* _What is asked_
Give again the lines from the line with "Return one point per instance of the dirt track" to the last line of the records, exactly and in full. Do not carry over any pictures.

Records:

--- BEGIN ---

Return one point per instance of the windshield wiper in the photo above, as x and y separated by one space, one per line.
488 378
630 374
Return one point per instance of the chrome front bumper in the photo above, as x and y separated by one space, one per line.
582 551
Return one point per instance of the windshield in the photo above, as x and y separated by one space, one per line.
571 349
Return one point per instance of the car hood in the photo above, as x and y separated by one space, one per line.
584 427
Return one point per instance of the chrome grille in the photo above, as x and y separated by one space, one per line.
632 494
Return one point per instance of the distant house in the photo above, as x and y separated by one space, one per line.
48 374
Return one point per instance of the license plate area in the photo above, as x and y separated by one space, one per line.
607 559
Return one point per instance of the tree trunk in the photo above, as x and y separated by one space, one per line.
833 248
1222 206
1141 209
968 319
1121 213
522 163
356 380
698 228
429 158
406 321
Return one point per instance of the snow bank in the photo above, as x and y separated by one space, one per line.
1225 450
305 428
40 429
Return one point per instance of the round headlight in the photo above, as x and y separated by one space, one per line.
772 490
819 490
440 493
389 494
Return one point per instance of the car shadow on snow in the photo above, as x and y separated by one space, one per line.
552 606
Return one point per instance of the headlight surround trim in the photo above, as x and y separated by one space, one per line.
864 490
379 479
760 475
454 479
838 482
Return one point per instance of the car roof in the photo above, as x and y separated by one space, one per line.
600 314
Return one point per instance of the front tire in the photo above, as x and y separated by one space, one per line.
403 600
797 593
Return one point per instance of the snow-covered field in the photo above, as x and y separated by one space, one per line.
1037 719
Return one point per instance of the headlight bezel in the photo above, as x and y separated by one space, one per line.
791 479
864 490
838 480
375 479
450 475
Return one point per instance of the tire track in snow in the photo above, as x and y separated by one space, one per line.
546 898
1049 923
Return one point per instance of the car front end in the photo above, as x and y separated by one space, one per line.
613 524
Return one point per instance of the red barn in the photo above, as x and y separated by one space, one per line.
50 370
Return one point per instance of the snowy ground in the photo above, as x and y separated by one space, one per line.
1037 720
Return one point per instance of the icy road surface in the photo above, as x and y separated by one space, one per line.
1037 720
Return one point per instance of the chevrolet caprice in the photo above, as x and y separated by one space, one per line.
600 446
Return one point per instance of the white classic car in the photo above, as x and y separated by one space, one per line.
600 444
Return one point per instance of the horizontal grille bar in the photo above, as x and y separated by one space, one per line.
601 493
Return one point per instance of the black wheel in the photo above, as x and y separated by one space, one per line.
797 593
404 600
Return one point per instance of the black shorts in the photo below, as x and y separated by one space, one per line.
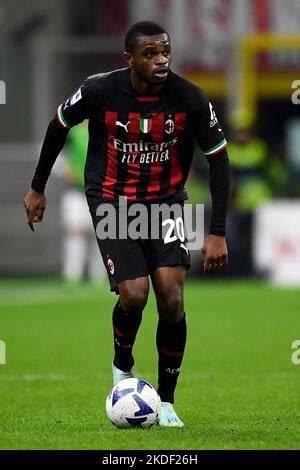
129 256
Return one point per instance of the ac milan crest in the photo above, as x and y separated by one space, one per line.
169 126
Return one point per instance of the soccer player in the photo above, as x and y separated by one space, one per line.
142 123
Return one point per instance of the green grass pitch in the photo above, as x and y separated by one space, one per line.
238 388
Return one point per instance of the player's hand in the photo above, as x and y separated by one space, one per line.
214 253
35 205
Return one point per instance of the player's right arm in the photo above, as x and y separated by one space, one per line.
70 113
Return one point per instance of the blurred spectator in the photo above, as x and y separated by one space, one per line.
256 178
80 251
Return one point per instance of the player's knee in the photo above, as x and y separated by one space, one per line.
170 305
134 295
134 299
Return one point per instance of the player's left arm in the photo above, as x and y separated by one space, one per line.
212 141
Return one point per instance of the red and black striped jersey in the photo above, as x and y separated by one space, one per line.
141 147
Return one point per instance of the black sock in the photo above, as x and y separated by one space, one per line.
125 326
170 341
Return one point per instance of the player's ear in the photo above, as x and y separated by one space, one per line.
128 57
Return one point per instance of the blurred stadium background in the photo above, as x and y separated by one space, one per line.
246 56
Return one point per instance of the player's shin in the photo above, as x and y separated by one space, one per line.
170 341
125 326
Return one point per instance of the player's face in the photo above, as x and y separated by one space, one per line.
151 59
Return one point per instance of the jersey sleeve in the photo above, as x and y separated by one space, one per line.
207 129
77 107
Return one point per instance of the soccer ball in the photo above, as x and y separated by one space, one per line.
133 403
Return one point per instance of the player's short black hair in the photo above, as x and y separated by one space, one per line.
143 28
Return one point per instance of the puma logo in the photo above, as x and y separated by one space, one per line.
118 123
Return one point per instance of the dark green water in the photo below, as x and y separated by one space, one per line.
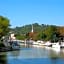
32 55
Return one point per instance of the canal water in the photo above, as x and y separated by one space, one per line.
33 55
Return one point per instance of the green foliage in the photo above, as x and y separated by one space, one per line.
50 32
20 37
4 26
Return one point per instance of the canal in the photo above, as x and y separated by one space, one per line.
32 55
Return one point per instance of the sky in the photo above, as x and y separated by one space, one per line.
23 12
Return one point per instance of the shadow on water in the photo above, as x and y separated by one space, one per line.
3 58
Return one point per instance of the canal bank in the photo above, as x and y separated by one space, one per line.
32 55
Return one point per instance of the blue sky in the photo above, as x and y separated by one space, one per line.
22 12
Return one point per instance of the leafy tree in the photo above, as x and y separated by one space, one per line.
50 32
4 26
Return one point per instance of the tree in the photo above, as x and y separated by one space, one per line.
4 26
50 32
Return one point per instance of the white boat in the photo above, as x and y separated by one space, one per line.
56 45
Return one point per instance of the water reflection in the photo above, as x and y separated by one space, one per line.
27 54
3 58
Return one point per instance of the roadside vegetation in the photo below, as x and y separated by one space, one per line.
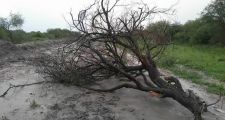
10 29
202 64
197 49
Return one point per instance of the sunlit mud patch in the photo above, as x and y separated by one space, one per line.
84 106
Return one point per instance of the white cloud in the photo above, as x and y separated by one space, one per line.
42 14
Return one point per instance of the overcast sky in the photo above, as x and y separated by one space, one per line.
40 15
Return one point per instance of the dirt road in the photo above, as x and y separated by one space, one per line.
60 102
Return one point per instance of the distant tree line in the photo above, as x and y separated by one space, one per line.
10 30
209 28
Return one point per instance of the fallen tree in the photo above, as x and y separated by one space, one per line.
118 45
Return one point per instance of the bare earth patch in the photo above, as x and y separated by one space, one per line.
60 102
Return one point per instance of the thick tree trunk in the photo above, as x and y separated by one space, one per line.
175 91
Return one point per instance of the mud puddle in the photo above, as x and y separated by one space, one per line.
59 102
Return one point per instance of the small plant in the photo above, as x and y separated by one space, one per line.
34 104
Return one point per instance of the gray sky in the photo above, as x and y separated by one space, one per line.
40 15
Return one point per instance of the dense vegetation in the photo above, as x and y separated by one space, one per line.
198 45
10 30
202 64
20 36
209 28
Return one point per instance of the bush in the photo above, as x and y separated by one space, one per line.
4 34
19 36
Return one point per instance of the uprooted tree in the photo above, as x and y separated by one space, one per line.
119 45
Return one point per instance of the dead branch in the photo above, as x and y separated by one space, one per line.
11 86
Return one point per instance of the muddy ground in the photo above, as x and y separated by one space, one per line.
62 102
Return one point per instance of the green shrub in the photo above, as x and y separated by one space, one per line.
19 36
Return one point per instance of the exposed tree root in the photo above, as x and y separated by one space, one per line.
22 85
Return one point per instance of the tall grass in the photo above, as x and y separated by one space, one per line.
208 59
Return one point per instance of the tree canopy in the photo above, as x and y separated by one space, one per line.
12 22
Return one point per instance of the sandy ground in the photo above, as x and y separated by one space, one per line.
60 102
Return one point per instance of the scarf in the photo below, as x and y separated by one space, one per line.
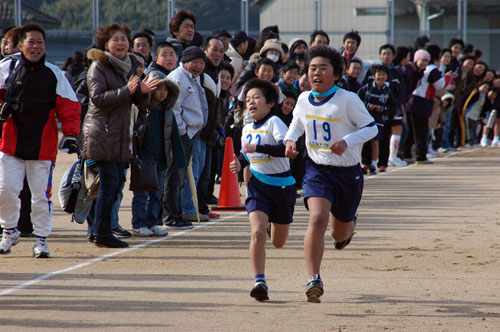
122 66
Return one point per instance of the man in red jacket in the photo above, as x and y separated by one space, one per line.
32 93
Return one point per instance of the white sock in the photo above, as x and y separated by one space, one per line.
393 146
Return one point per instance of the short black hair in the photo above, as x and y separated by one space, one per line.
207 40
322 33
265 61
387 46
289 65
29 28
401 53
143 34
352 35
164 44
380 68
327 52
454 41
421 40
224 65
269 90
434 51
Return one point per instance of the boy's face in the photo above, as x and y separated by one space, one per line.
288 105
161 93
350 46
225 79
290 76
422 64
256 104
354 70
167 58
265 72
321 75
380 78
386 56
456 49
483 89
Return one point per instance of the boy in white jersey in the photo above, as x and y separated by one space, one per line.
271 191
336 124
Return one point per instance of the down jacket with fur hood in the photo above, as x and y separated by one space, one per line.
106 126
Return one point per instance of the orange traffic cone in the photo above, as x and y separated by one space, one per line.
229 195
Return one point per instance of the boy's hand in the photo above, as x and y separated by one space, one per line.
249 148
234 165
338 147
290 150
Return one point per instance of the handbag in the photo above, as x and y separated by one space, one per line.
143 176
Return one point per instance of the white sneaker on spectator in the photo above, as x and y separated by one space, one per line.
396 162
143 232
9 239
158 231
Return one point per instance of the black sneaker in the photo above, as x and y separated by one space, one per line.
259 291
180 224
314 290
109 242
121 232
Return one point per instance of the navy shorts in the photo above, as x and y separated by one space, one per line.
342 186
277 202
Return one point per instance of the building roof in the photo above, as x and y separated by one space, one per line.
29 15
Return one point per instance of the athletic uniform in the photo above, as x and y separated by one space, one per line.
337 178
271 188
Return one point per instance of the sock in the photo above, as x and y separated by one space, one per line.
260 277
315 277
393 146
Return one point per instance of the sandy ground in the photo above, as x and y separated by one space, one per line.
425 258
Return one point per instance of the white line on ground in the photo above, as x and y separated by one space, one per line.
116 253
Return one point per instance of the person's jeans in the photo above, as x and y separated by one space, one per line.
146 205
116 205
202 187
198 160
175 180
112 176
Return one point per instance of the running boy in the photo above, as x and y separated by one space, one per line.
336 124
270 191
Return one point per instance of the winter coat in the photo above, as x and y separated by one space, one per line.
106 126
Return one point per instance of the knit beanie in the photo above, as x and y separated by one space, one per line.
421 55
192 53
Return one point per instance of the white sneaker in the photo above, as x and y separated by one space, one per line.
9 239
41 249
143 231
158 231
396 162
484 141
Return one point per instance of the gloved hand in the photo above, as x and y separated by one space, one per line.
68 144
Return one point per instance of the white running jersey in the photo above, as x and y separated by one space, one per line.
272 131
340 117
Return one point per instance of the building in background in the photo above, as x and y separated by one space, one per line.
476 20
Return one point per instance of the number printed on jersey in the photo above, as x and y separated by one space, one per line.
321 130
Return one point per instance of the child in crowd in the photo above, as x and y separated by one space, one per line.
153 130
349 80
378 99
289 73
270 191
336 124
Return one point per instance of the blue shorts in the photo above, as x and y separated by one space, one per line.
342 186
277 202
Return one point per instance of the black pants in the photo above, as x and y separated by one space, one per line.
418 128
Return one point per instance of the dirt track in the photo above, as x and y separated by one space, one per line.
425 258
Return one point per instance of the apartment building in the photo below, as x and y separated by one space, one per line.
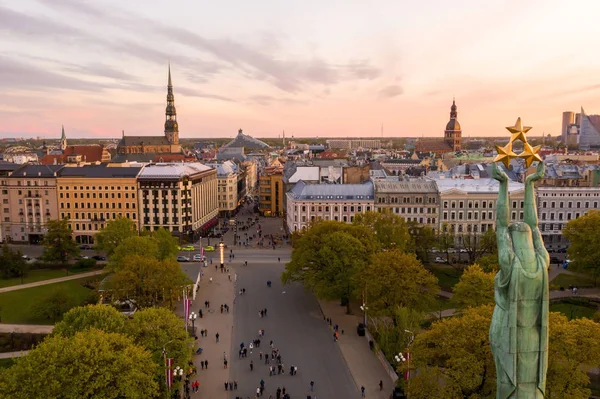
416 200
308 202
180 197
91 195
29 200
558 205
469 205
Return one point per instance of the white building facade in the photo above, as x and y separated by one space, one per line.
341 202
558 205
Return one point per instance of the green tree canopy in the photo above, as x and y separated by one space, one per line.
12 263
390 230
455 353
147 280
58 242
145 246
395 279
115 232
583 234
90 364
81 318
327 258
475 288
167 244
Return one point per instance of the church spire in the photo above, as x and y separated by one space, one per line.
171 126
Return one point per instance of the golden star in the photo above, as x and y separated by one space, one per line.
518 131
530 154
505 154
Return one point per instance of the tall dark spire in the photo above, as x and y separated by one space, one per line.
171 126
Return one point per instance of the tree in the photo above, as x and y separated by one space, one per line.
455 352
475 288
144 246
423 239
147 280
81 318
115 232
167 244
158 328
396 279
390 230
90 364
478 245
583 234
58 242
446 240
327 258
12 263
53 306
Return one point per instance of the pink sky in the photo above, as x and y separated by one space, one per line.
340 69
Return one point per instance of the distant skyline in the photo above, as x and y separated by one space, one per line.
311 68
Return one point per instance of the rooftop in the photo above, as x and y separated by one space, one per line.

--- END ---

* _Final answer_
Return one point per instance of the dirt track in the photo above, as x and y separated by one space, one per line.
425 258
Return one point per instance of the apartment building in the photo below, as x and y separated by one space, one per line.
416 200
308 202
180 197
91 195
29 200
558 205
469 205
Return one point per instance of the white building facade in the photo above, as x and y separated by one space, one per line.
341 202
558 205
Return one point per instance of the green tree canopy in the photo above, as x and y separated by one space, one per line.
12 263
390 230
455 353
147 280
58 242
145 246
395 279
115 232
583 234
90 364
81 318
327 258
475 288
167 244
Return one point per instance of the church spire in the photo above, as x and y separated by one space, one per line.
171 126
Return one point per instance of the golden star in the photo above, as x and y separated by one space, one per line.
518 131
530 154
505 154
Return one point per instance of the tall dark spire in the photo above, as x and y separated by one space, one per line.
171 126
Return one point per instance of the tree in the photo above, as x and y separated by one space, one per line.
455 352
475 288
144 246
423 239
147 280
81 318
115 232
167 244
158 328
396 279
390 230
90 364
478 245
583 234
58 242
446 240
327 258
12 263
53 306
Return one point per instance of the pink sky in the photo above, as x and y separated by one space, one per line.
340 69
Return one point per instance of the distant skyline in the photo above, as x and y separated by one space, one per line.
311 68
Return one point per instance of the rooftop in the photo above, as x and y separated by one space, one per line.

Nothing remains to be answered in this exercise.